──────── ENTRIES PROVIDED

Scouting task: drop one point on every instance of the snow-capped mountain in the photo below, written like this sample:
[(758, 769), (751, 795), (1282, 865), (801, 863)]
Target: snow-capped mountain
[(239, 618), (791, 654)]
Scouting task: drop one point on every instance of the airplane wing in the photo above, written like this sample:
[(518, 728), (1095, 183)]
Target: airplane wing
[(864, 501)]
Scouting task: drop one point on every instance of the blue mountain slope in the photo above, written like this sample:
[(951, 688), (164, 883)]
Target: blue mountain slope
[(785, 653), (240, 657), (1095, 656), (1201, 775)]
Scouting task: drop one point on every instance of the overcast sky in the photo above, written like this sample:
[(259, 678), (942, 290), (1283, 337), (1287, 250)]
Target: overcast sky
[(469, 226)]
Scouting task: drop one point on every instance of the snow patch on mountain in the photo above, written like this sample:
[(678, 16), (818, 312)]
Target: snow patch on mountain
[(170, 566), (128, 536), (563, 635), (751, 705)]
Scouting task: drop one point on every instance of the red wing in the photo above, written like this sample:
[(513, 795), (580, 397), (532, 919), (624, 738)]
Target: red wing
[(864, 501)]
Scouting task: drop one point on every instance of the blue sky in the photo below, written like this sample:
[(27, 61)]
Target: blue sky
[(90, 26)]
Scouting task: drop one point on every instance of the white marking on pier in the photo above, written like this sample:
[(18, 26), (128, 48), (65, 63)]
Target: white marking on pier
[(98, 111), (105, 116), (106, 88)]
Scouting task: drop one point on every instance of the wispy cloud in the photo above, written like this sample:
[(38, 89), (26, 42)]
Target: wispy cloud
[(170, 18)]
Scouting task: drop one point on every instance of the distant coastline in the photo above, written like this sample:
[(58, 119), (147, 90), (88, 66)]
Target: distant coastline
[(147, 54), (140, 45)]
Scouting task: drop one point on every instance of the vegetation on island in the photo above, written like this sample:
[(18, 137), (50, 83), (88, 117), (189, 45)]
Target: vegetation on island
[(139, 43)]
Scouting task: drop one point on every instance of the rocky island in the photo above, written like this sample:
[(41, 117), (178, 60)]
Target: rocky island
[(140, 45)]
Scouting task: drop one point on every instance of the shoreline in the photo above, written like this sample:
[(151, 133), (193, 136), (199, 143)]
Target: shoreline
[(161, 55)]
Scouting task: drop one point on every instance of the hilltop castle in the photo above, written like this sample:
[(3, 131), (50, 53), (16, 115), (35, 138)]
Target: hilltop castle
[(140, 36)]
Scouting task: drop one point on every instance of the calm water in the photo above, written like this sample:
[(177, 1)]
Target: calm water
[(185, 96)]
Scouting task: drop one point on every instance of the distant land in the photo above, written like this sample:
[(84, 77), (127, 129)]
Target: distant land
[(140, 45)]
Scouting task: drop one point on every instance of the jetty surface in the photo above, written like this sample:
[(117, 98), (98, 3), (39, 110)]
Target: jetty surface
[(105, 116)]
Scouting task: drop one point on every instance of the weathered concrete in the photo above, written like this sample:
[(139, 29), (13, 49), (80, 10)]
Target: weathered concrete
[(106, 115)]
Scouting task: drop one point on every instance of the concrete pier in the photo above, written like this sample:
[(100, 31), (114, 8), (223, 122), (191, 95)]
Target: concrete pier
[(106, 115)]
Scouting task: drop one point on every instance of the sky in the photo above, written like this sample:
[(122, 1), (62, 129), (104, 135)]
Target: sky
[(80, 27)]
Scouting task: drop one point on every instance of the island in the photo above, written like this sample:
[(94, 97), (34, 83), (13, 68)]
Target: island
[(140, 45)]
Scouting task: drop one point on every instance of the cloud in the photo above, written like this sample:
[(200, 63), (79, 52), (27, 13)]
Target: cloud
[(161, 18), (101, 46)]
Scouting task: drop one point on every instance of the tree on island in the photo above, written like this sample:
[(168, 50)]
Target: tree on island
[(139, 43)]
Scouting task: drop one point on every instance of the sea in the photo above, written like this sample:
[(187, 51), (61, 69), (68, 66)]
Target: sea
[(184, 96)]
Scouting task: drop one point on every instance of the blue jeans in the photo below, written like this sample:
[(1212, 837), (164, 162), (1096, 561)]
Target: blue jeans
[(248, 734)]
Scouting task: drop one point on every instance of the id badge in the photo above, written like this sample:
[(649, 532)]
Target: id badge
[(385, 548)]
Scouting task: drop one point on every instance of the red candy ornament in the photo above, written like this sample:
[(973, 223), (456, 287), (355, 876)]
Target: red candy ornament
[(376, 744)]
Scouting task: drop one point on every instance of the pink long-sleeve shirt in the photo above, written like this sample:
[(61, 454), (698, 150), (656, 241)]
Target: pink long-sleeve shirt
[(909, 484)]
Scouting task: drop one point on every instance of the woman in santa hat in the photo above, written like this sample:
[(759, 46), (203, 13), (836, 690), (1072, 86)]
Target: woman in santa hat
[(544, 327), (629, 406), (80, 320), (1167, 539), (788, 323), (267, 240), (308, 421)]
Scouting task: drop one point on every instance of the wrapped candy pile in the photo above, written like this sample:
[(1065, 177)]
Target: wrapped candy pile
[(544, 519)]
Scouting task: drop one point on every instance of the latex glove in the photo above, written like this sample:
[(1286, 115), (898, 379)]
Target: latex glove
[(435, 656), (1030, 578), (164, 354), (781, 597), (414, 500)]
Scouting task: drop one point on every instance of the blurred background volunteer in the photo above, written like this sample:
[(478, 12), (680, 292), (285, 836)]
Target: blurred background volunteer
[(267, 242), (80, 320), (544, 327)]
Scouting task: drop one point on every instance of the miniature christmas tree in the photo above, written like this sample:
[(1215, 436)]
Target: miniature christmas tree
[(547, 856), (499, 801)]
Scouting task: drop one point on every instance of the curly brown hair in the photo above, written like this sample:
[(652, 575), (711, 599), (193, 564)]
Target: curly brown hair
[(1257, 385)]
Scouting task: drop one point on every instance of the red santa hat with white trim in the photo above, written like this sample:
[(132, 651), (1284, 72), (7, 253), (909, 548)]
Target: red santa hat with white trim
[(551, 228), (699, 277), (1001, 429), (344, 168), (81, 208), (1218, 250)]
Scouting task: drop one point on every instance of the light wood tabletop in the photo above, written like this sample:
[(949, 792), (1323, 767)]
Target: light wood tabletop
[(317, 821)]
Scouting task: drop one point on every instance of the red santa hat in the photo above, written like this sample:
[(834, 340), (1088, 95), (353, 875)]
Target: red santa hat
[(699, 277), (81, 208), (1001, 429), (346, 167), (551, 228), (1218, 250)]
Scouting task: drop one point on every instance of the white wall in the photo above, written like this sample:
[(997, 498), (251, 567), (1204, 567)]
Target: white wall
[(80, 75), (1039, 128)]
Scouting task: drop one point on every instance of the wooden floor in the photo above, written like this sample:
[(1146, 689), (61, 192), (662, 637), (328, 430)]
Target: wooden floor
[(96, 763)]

────────────────

● PROMPT: Copy the whole listing out exactly, so that every line matches what is above.

● ANSWER AREA:
Scouting task: drop one point on every instance of the snow-capped mountain in the photo below, written like this sample:
[(758, 769), (751, 795), (1282, 865), (801, 863)]
Target: snow-capped mountain
[(239, 618), (791, 654)]
Scouting task: drop one point on every instance of the airplane wing in the photo above, written like this sample:
[(518, 728), (1095, 183)]
Target: airplane wing
[(864, 501)]
Scouting task: drop one point on every instance of the blue mountain slope in the photo above, written like this sample:
[(951, 688), (164, 883)]
Target: blue mountain slope
[(785, 653), (240, 657), (1095, 656), (1201, 775)]
Scouting task: drop one point on every instance of the overcast sky in the photo above, written like this sample:
[(259, 678), (942, 290), (1283, 337), (1287, 250)]
Target: overcast sky
[(469, 226)]
Scouting task: drop one point on every instance of the snow patch on mountain in the photo above, written like this sample:
[(678, 16), (818, 312)]
Target: snow patch on mountain
[(170, 566), (128, 536), (563, 635), (751, 705)]
Scouting task: drop one point on every instance of the red wing in the photo above, written like this sample:
[(513, 795), (580, 397), (532, 919), (624, 738)]
Target: red wing
[(864, 501)]
Scouting task: drop one point on every instance of the blue sky in the photo below, written like this sample:
[(27, 61)]
Target: blue sky
[(90, 26)]
Scouting task: drop one point on every instance of the white marking on pier in the photo above, written like this sample:
[(18, 26), (128, 48), (65, 63)]
Target: white marking on pier
[(98, 111), (105, 116), (106, 88)]
Scouting task: drop one point on every instance of the wispy cloud in the photo above, written like this sample:
[(38, 89), (26, 42)]
Target: wispy cloud
[(170, 18)]
Scouting task: drop one point on every instance of the distant coastline in the photo above, written like this sample:
[(58, 119), (147, 90), (88, 66)]
Target: distant coastline
[(147, 54), (140, 45)]
Scouting task: drop one point on every instance of the vegetation on island in the photo above, written like this sample:
[(18, 137), (50, 83), (88, 117), (189, 45)]
Target: vegetation on island
[(139, 43)]
Scouting task: drop one point on every instance of the rocky island in the photo above, written like this sample:
[(41, 117), (178, 60)]
Target: rocky island
[(140, 45)]
Scouting task: drop one point on every instance of the shoreline in the photo above, written like this sample:
[(151, 133), (193, 136), (199, 143)]
Target: shoreline
[(161, 55)]
Scouting task: drop one point on every instance of the hilltop castle in the photo above, written like this sample:
[(3, 131), (50, 53), (16, 115), (35, 138)]
Target: hilltop castle
[(140, 36)]
Scouting task: drop one point on every instance of the calm water in the photo above, written like this sample:
[(177, 1)]
Target: calm water
[(185, 96)]
Scouting task: drop one point on every instance of the distant land in the photo above, written like this sample:
[(84, 77), (127, 129)]
Target: distant land
[(140, 45)]
Scouting task: drop one point on every instance of the jetty surface in the photo above, written like this sample:
[(117, 98), (98, 3), (39, 110)]
Target: jetty surface
[(105, 116)]
Scouting task: drop one point on every instance of the weathered concrete in the photo above, written like this sample:
[(139, 29), (13, 49), (80, 10)]
Target: weathered concrete
[(106, 115)]
Scouting task: drop one point on every instance of the concrete pier in the photo above, written like this sample:
[(100, 31), (114, 8), (223, 122), (191, 95)]
Target: concrete pier
[(106, 115)]
Scouting task: drop one point on every instance of the sky in the photo above, written like this sample:
[(122, 1), (62, 129), (104, 135)]
Target: sky
[(80, 27)]
Scouting task: drop one point on every instance of the island in the photo above, written like this sample:
[(94, 97), (34, 83), (13, 68)]
Target: island
[(140, 45)]
Scouting task: drop one point on every instance of the cloud in the photo above, written like this sample:
[(200, 63), (79, 52), (27, 13)]
Target: cloud
[(161, 18), (101, 46)]
Scouting task: drop one point on every instance of the tree on island in the photo above, written like this sample:
[(168, 50)]
Target: tree on island
[(139, 43)]
Scouting task: drop one point on every instance of the sea in the photo above, written like this sample:
[(187, 51), (61, 69), (68, 66)]
Target: sea
[(184, 96)]
Scouting task: drop one point on every instance of the blue jeans in the photo below, written like this sample:
[(1212, 837), (164, 162), (1096, 561)]
Target: blue jeans
[(248, 734)]
Scouting task: drop one point on every instance of the id badge in the photo above, written like this sample:
[(649, 532)]
Target: id badge
[(385, 548)]
Scouting task: drop one point on every instance of the red candy ornament in the photo above, written like this sample:
[(973, 223), (456, 287), (355, 876)]
Target: red candy ornament
[(376, 744)]
Scouting task: drop one point on every instance of the pink long-sleeve shirt in the photo above, written like this sample:
[(61, 454), (698, 150), (656, 241)]
Target: pink long-sleeve shirt
[(909, 484)]
Scouting task: drop one point on every instance of the woman in santa hat in the photo above, written like this sample:
[(759, 46), (203, 13), (836, 690), (1072, 86)]
Target: woman in santa hat
[(544, 327), (629, 406), (80, 320), (1167, 539), (788, 323), (267, 240), (308, 421)]
Scouting task: drop one point on every instance of the wrapped candy pile in the photo above, written like this sample:
[(1065, 177)]
Target: wrapped candy pile
[(544, 519)]
Scouting task: drop one point on every instance of the latex glove in the photo above, written like this sample:
[(1286, 115), (898, 379)]
Target: latex glove
[(435, 656), (1030, 578), (164, 354), (781, 597), (414, 500)]
Scouting task: drop one point on every instance of the blurred background volunteer in the photo above, written like this sample:
[(478, 12), (680, 292), (285, 836)]
Target: blurred background volunteer
[(267, 242), (80, 320), (544, 327)]
Scouting task: drop one point on every instance of the miniature christmas tree in the photo above, written like this sample:
[(1215, 436)]
Target: miniature christmas tree
[(547, 856), (499, 801)]
Scouting task: drop one point on every instance of the curly brown hair in the photo above, written like this sample:
[(652, 575), (711, 599), (193, 564)]
Target: curly brown hair
[(1257, 385)]
Scouting task: drop one point on every instance of the red santa hat with white trim in the photo above, written like this sample:
[(132, 651), (1284, 72), (7, 253), (909, 548)]
Target: red santa hat with white trim
[(551, 228), (699, 277), (1001, 429), (344, 168), (81, 208), (1218, 250)]
Scouting task: drop one point on every instance of the light wood tabletop in the photo above, written like this sample:
[(949, 792), (1323, 767)]
Target: light wood tabletop
[(317, 821)]
Scouting task: drop one point on every instance of the red santa hat in the photo above, written like this sample:
[(834, 340), (1088, 95), (353, 875)]
Target: red santa hat
[(699, 277), (81, 208), (1001, 429), (346, 167), (551, 228), (1218, 250)]
Scouting task: drop one point on every instance of the white wall in the photo above, written like this sample:
[(997, 498), (251, 567), (1204, 567)]
Target: white wall
[(80, 75), (1039, 128)]
Scouting task: drop one point on every instance of the wooden floor in the photo above, written like this sample:
[(1146, 689), (61, 192), (662, 637), (328, 430)]
Target: wooden floor
[(96, 763)]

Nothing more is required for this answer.